## Goal
Extract every line of the records that contains the string "blue", treating uppercase and lowercase as distinct.

## Supplied data

>>>

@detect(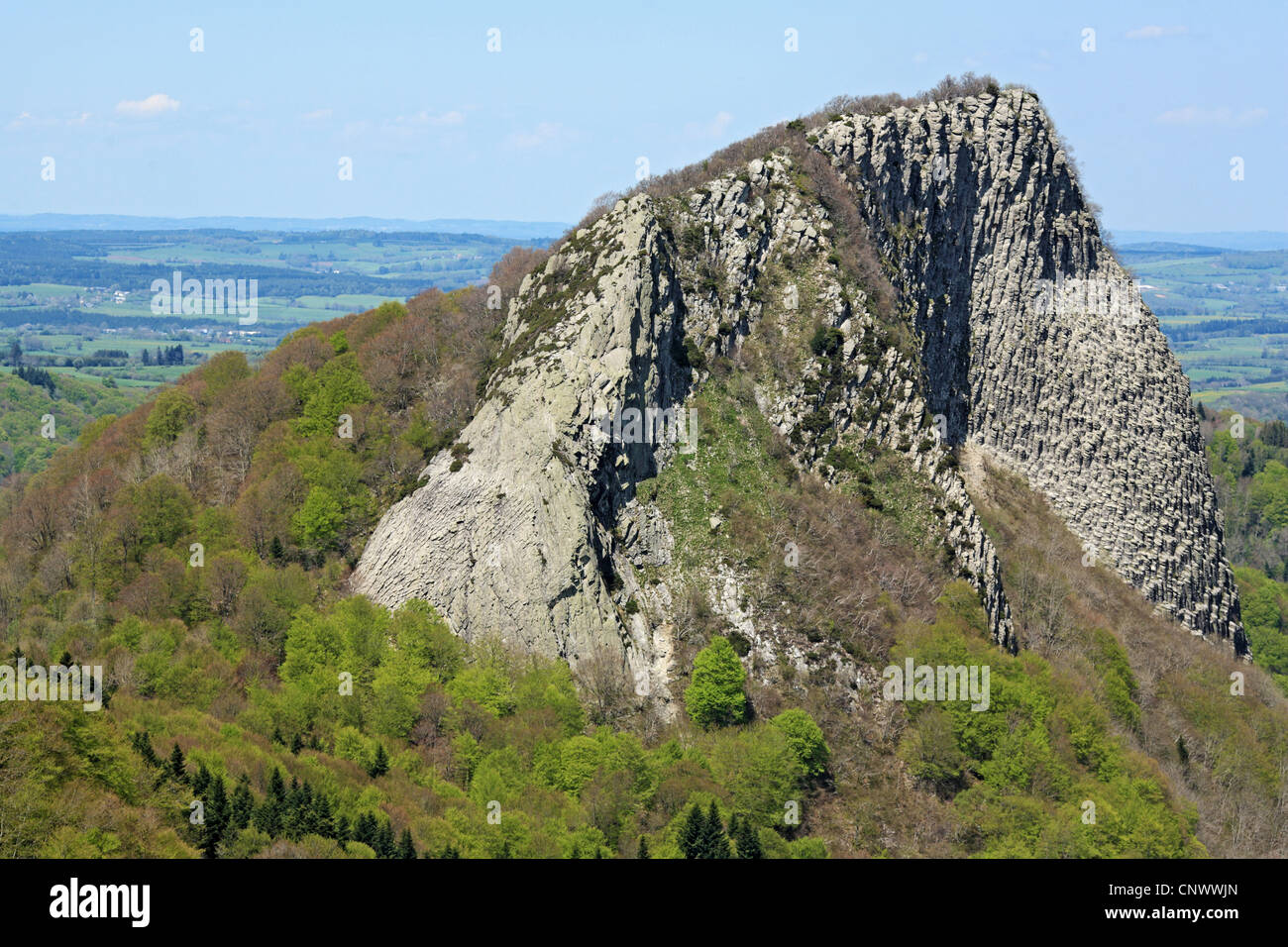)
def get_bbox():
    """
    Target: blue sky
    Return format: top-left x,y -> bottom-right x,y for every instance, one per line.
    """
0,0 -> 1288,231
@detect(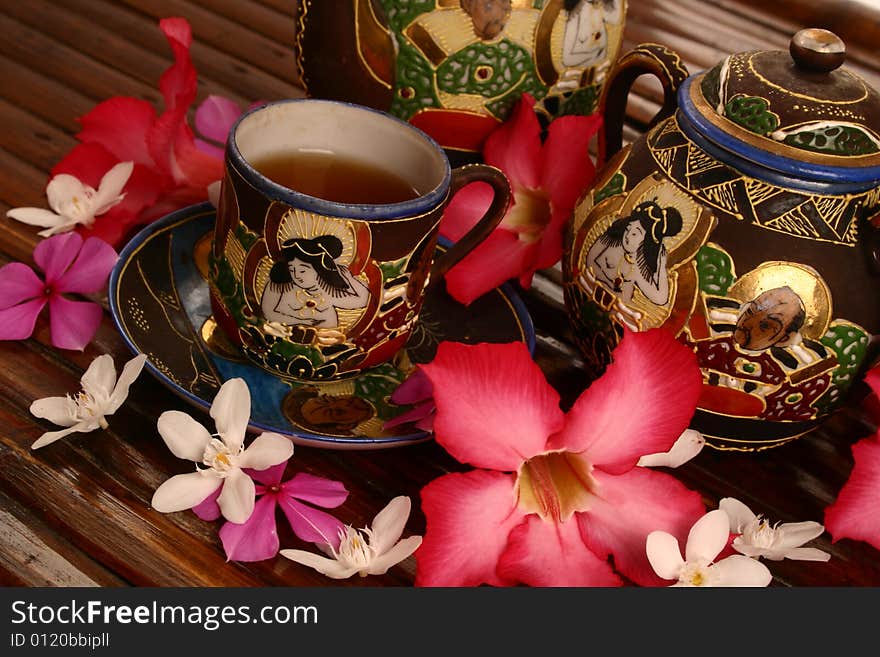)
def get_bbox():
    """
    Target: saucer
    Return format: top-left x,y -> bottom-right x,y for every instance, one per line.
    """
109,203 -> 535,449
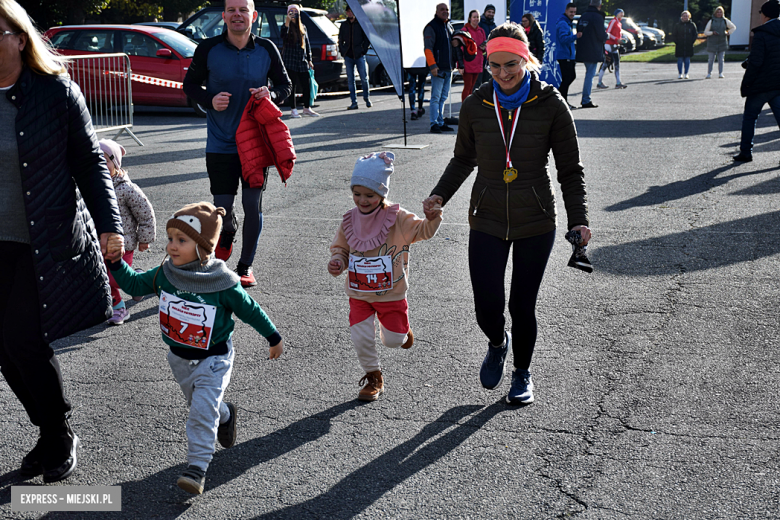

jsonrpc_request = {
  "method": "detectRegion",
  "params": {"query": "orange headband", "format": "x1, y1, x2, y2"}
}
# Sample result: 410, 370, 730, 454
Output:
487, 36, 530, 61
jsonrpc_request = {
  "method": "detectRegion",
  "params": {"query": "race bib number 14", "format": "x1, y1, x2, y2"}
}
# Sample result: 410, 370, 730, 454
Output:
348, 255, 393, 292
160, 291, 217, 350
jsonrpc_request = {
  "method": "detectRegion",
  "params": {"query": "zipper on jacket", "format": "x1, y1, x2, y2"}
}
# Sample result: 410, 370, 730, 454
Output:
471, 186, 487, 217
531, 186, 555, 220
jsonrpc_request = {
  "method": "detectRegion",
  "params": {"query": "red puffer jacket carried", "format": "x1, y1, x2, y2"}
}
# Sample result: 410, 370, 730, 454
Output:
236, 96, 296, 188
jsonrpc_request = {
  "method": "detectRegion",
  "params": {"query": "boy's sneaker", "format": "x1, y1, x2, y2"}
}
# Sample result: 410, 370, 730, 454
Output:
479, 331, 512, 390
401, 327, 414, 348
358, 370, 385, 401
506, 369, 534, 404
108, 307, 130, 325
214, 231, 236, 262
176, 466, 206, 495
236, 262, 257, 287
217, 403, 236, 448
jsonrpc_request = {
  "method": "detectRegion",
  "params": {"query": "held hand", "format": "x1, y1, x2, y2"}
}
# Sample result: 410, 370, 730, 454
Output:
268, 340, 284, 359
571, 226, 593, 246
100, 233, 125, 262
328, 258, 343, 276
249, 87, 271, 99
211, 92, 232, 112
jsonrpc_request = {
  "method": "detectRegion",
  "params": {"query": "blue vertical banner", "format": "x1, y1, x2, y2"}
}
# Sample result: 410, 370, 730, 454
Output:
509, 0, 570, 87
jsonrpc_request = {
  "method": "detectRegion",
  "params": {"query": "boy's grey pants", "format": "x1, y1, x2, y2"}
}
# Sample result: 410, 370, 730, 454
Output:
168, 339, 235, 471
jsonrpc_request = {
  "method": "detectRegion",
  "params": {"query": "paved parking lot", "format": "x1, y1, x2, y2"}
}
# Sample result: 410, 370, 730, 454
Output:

<<<

## Result of this task
    Target: blue sky
  "params": {"query": "blue vertical banner", "format": "x1, y1, x2, y2"}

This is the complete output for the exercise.